# [TASK STATEMENT]
Print every line of the records below word for word, leaving out the pictures.

■ ■ ■ ■

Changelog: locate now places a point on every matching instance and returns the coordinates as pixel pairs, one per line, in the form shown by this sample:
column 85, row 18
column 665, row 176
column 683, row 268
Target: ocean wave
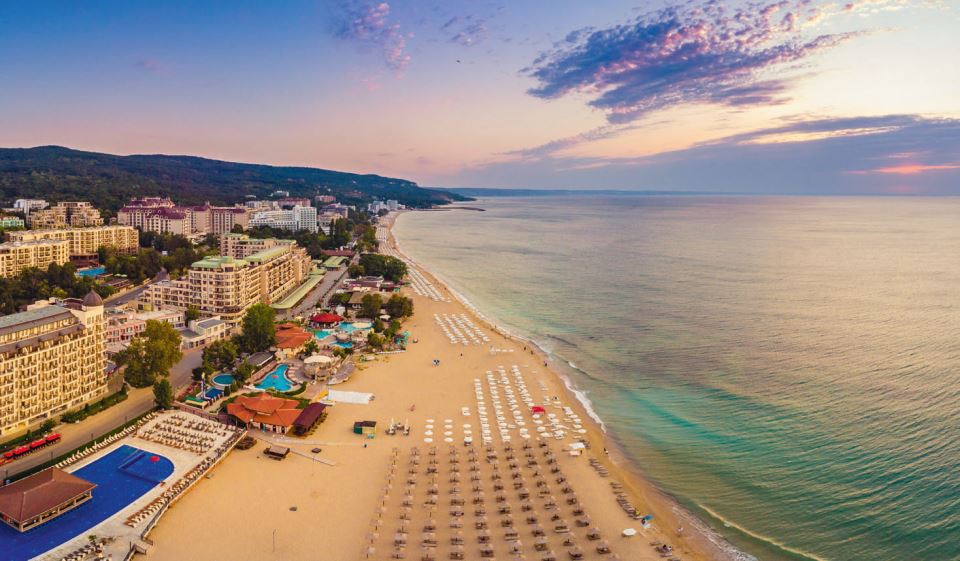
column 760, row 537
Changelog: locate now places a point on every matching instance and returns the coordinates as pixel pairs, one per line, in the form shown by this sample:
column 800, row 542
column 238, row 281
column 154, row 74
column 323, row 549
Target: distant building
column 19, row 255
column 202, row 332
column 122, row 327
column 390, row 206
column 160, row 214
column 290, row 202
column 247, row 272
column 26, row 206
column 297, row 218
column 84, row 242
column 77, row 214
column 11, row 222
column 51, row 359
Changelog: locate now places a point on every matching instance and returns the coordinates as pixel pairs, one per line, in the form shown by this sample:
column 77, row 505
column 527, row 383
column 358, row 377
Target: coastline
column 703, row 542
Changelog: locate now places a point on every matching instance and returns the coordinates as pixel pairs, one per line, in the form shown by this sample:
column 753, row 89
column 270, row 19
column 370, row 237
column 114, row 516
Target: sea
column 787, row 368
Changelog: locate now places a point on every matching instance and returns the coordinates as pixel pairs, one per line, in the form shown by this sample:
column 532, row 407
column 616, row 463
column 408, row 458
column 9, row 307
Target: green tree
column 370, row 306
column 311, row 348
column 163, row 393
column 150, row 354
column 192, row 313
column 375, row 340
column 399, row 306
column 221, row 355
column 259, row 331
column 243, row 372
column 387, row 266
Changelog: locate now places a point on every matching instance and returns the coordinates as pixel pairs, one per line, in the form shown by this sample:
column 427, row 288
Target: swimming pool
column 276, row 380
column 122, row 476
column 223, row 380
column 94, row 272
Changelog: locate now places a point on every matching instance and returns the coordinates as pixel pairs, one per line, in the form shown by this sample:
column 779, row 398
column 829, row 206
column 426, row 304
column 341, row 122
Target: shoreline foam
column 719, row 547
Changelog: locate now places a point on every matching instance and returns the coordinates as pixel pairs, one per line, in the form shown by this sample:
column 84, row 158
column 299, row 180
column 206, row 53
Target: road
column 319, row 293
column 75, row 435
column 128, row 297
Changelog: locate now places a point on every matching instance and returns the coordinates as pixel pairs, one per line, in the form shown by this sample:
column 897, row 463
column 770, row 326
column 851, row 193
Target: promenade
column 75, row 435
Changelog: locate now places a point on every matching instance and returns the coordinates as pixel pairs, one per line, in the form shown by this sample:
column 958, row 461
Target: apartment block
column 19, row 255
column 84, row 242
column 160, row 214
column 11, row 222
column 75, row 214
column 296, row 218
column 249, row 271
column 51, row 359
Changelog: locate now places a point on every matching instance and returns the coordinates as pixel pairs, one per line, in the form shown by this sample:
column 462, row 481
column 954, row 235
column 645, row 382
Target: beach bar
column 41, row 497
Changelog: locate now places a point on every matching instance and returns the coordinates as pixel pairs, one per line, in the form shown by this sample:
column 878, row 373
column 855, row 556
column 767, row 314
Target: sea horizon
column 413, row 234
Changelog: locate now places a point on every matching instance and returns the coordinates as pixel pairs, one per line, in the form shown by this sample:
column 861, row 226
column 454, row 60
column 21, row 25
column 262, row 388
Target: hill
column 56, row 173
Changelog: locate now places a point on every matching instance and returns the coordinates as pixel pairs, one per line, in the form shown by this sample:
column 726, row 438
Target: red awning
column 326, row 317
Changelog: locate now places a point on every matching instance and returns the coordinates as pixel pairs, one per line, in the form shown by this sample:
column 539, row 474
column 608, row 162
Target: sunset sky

■ ■ ■ ■

# [RESULT OF THE EXERCISE]
Changelog: locate now places a point on every matching instance and returns the coordinates as pixel pairs, one per line, in the form shown by this sample:
column 85, row 18
column 665, row 176
column 683, row 268
Target: ocean wave
column 760, row 537
Changelog: locate now places a point on every matching instance and returns the coordinates as pixel pairs, one per line, in the form shown by this sample:
column 800, row 542
column 238, row 281
column 154, row 74
column 323, row 549
Target: distant building
column 19, row 255
column 202, row 332
column 122, row 327
column 390, row 206
column 160, row 214
column 290, row 202
column 247, row 272
column 26, row 206
column 297, row 218
column 84, row 242
column 77, row 214
column 11, row 222
column 51, row 359
Changelog: locate now places a point on every matching instance and returns the coordinates as pixel pairs, one per line, in the form shown by this sample:
column 77, row 505
column 527, row 383
column 358, row 377
Target: coastline
column 703, row 542
Changelog: locate now places a point on every matching instance and returns the coordinates as pixel pairs, one per line, in the form shown by this sample:
column 753, row 89
column 270, row 19
column 370, row 237
column 114, row 516
Target: sea
column 787, row 368
Changelog: locate now places a point on every matching instance and returns the coordinates as pixel pairs, one per line, in the form shown by this sample:
column 532, row 407
column 616, row 463
column 408, row 458
column 9, row 307
Target: green tree
column 370, row 306
column 311, row 348
column 163, row 393
column 150, row 354
column 192, row 313
column 375, row 340
column 399, row 306
column 221, row 355
column 259, row 331
column 243, row 372
column 387, row 266
Changelog: locate now places a point on every matching instance and returns the coordinates as pixel pairs, one per line, in the form shown by this sample:
column 427, row 288
Target: swimming pool
column 276, row 380
column 122, row 476
column 223, row 380
column 94, row 272
Changelog: locate now places a point on every matching instance and returns the coordinates as pixel pairs, one per line, in the form shown by this sample:
column 779, row 398
column 829, row 206
column 426, row 304
column 341, row 122
Target: shoreline foam
column 719, row 547
Changelog: locate now places a point on every matching instance and returns the coordinates as pixel pairs, one per line, in the form shown by this sample:
column 84, row 158
column 299, row 180
column 206, row 53
Target: road
column 319, row 293
column 75, row 435
column 128, row 297
Changelog: locate now places a point on every matching instance and returns the coordinates as pixel pairs, one per line, in the form shown by this sample:
column 897, row 463
column 770, row 326
column 851, row 193
Target: promenade
column 75, row 435
Changelog: locate now places a point on every matching instance and returns the coordinates as pixel pairs, one per line, in the form shown by this sample:
column 958, row 461
Target: apartment block
column 19, row 255
column 84, row 242
column 160, row 214
column 11, row 222
column 75, row 214
column 296, row 218
column 249, row 271
column 51, row 359
Changelog: locate now places a point on every matching instance and returns the coordinates as pixel pairs, one per line, in the form shown by this sample:
column 462, row 481
column 954, row 235
column 645, row 382
Target: beach bar
column 41, row 497
Changelog: locate now places a point on every matching instance and returns the coordinates as pixel pairs, one per line, in the form shown by this sample:
column 878, row 373
column 855, row 556
column 767, row 314
Target: sea horizon
column 413, row 234
Changelog: locate now places a point on every matching instance and returns the coordinates as pixel pairs, one per line, in the form shown by this sample:
column 861, row 226
column 454, row 60
column 21, row 25
column 262, row 388
Target: hill
column 56, row 173
Changelog: locate now places a point on every matching instance and returns the coordinates as pixel pairs, one per line, in the form shown by this sample:
column 726, row 438
Target: red awning
column 326, row 317
Changelog: locate now places a point on every matching instance and returns the coordinates as pixel pairs, one per line, in the form shown by this sample:
column 539, row 474
column 608, row 162
Target: sunset sky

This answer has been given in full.